The task: From the court opinion below, copy word for word the passage from "Sierra Club v." to "(cjt, Deputy Clerk)".
[BEGIN Source document]
Sierra Club v. Oklahoma Gas and Electric Company
Filing
26
OPINION AND ORDER by District Judge James H. Payne: granting in part and denying in part 17 Defendant's Motion to Dismiss (cjt, Deputy Clerk)
IN THE UNITED STATES DISTRICT COURT
FOR THE EASTERN DISTRICT OF OKLAHOMA
SIERRA CLUB,
Plaintiff,
vs.
OKLAHOMA GAS AND ELECTIC
COMPANY,
Defendant.
)
)
)
)
)
)
)
)
)
)
Case No.: 13-CV-356-JHP
OPINION AND ORDER
Before the Court are Defendant Oklahoma Gas and Electric Company’s (“OG&E”)
Motion to Dismiss pursuant to Federal Rule of Civil Procedure 12(b)(6) (Doc. No. 17); Plaintiff
Sierra Club’s Response in Opposition to OG&E’s Motion to Dismiss (Doc. No. 22); and
OG&E’s Reply to Sierra Club’s Reply (Doc. No. 25). For the reasons set forth below, OG&E’s
Motion to Dismiss is GRANTED in part and DENIED in part.
BACKGROUND
A. Procedural History
On August 12, 2013, Sierra Club initiated this action under the Clean Air Act’s (“CAA”)
“citizen suit” provision, 42 U.S.C. § 7604, which allows any person to bring an action to enforce
the CAA. Sierra Club’s allegations stem from OG&E’s operation of a coal-fired power plant
located in Muskogee, Oklahoma (the “Muskogee Plant”). In its Complaint, Sierra Club asserts
two claims: (1) claims for relief based on OG&E’s failure to obtain a permit required by the
CAA prior to undertaking the modification of certain parts of the Muskogee Plant in March of
2008 (“PSD claims”) 1; and (2) a claim for relief pursuant to 42 U.S.C. § 7604(a)(3), based on
emissions of air pollutants at the Muskogee Plant that exceeded the applicable limits on opacity
and particulate matter (TSP) set forth in Permit PSD-OK-57 (“Opacity and TSP claim”). On
November 4, 2013, OG&E filed a Motion to Dismiss pursuant to Fed. R. Civ. P. 12(b)(6),
arguing that the PSD claim is time-barred pursuant to five-year limitations period prescribed in
28 U.S.C. § 2462, and the Opacity and TSP claim must be dismissed for failure to comply with
the pleading standards set out in Fed. R. Civ. P. 8(a)(2). (Doc. No. 17.)
[END Source document]
[BEGIN Provided data]
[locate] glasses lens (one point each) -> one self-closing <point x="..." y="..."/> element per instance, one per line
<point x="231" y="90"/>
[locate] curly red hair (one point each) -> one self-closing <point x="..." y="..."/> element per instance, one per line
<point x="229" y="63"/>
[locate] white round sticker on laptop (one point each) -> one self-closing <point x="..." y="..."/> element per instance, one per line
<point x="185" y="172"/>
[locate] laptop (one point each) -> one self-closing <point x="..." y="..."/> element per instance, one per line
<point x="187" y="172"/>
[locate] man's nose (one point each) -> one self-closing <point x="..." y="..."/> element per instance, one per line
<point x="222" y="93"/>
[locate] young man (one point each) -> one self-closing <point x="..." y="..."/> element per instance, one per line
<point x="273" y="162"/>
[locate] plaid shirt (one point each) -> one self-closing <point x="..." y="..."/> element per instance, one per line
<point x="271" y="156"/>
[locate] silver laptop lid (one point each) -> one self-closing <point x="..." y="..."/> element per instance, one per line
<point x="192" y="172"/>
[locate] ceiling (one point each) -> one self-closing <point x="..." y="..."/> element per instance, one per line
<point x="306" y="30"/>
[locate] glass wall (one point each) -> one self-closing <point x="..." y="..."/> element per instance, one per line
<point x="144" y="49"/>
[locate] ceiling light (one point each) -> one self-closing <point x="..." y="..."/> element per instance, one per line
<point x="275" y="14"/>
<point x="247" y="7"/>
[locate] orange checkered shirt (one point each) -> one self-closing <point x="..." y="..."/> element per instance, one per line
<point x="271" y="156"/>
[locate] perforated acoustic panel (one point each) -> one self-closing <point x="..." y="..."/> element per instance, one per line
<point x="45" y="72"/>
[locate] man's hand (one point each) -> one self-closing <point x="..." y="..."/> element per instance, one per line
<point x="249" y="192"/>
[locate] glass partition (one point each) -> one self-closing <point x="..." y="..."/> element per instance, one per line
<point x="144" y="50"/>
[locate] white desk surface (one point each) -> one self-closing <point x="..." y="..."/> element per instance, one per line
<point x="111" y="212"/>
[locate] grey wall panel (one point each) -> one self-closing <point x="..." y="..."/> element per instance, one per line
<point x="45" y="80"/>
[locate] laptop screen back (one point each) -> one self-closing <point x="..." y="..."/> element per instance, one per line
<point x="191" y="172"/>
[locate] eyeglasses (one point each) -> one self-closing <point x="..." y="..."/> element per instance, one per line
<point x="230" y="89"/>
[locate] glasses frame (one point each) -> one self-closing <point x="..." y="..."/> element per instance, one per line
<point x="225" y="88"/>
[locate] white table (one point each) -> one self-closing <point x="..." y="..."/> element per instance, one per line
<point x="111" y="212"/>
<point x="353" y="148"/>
[END Provided data]
Written reply:
Sierra Club v. Oklahoma Gas and Electric Company
Filing
26
OPINION AND ORDER by District Judge James H. Payne: granting in part and denying in part 17 Defendant's Motion to Dismiss (cjt, Deputy Clerk)